**EXERCISE BRIEF:** Return every line of the records below verbatim, changing nothing.
**** GIVEN RECORDS ****
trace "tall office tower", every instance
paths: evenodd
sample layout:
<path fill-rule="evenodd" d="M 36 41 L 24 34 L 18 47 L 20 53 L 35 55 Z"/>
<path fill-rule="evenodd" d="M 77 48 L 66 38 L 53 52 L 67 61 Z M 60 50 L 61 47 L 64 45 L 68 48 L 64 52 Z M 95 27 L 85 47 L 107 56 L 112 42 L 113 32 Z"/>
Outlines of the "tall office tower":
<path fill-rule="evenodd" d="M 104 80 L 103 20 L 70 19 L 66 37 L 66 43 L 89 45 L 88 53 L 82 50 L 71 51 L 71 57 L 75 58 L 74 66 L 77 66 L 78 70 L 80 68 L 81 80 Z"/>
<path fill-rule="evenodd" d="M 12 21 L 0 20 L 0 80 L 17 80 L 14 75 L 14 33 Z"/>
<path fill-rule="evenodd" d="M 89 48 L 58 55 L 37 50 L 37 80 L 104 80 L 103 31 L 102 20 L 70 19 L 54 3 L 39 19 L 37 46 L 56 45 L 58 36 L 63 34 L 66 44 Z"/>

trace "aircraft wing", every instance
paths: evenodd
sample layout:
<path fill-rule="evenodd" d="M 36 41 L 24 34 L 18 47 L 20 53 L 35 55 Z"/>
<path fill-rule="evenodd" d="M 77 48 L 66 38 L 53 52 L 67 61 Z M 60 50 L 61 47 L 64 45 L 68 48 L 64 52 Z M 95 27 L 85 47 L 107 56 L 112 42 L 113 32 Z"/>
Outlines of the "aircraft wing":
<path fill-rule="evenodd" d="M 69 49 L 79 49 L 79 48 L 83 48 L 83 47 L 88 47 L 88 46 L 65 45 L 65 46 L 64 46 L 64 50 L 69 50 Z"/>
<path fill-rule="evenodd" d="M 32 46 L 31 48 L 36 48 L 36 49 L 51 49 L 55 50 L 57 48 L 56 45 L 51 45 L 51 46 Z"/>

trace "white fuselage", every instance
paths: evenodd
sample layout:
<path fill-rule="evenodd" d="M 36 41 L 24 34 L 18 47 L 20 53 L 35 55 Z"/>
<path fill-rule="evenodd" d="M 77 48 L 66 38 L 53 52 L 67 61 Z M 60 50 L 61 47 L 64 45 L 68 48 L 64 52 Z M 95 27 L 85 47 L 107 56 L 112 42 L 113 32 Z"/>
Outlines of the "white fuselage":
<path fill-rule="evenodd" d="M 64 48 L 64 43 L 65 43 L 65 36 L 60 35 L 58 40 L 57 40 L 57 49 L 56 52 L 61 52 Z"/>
****
**RESULT FOR THIS EXERCISE:**
trace "tall office tower", every instance
paths: evenodd
sample layout:
<path fill-rule="evenodd" d="M 36 41 L 24 34 L 18 47 L 20 53 L 35 55 Z"/>
<path fill-rule="evenodd" d="M 77 48 L 66 38 L 53 52 L 67 61 Z M 60 50 L 61 47 L 64 45 L 68 48 L 64 52 Z M 95 27 L 85 47 L 107 56 L 112 42 L 113 32 Z"/>
Outlines of the "tall office tower":
<path fill-rule="evenodd" d="M 104 80 L 103 20 L 70 19 L 66 37 L 66 43 L 89 45 L 88 53 L 82 50 L 71 51 L 71 57 L 75 58 L 74 66 L 77 66 L 78 70 L 80 68 L 81 80 Z"/>
<path fill-rule="evenodd" d="M 12 21 L 0 20 L 0 80 L 17 80 L 14 75 L 14 33 Z"/>
<path fill-rule="evenodd" d="M 89 48 L 58 55 L 37 50 L 37 80 L 104 80 L 103 31 L 102 20 L 70 19 L 54 3 L 39 19 L 37 46 L 56 45 L 58 36 L 63 34 L 66 44 Z"/>

trace "aircraft wing", every instance
paths: evenodd
sample layout:
<path fill-rule="evenodd" d="M 36 41 L 24 34 L 18 47 L 20 53 L 35 55 Z"/>
<path fill-rule="evenodd" d="M 77 48 L 66 38 L 53 52 L 67 61 Z M 60 50 L 61 47 L 64 45 L 68 48 L 64 52 Z M 95 27 L 85 47 L 107 56 L 112 42 L 113 32 Z"/>
Outlines of the "aircraft wing":
<path fill-rule="evenodd" d="M 69 49 L 79 49 L 79 48 L 83 48 L 83 47 L 88 47 L 88 46 L 65 45 L 65 46 L 64 46 L 64 50 L 69 50 Z"/>
<path fill-rule="evenodd" d="M 32 46 L 31 48 L 36 48 L 36 49 L 51 49 L 55 50 L 57 48 L 56 45 L 51 45 L 51 46 Z"/>

trace "white fuselage", every instance
paths: evenodd
sample layout:
<path fill-rule="evenodd" d="M 36 41 L 24 34 L 18 47 L 20 53 L 35 55 Z"/>
<path fill-rule="evenodd" d="M 77 48 L 66 38 L 53 52 L 67 61 Z M 60 50 L 61 47 L 64 45 L 68 48 L 64 52 Z M 95 27 L 85 47 L 107 56 L 112 42 L 113 32 Z"/>
Outlines of the "white fuselage":
<path fill-rule="evenodd" d="M 64 48 L 64 43 L 65 43 L 65 36 L 60 35 L 58 40 L 57 40 L 57 49 L 56 52 L 61 52 Z"/>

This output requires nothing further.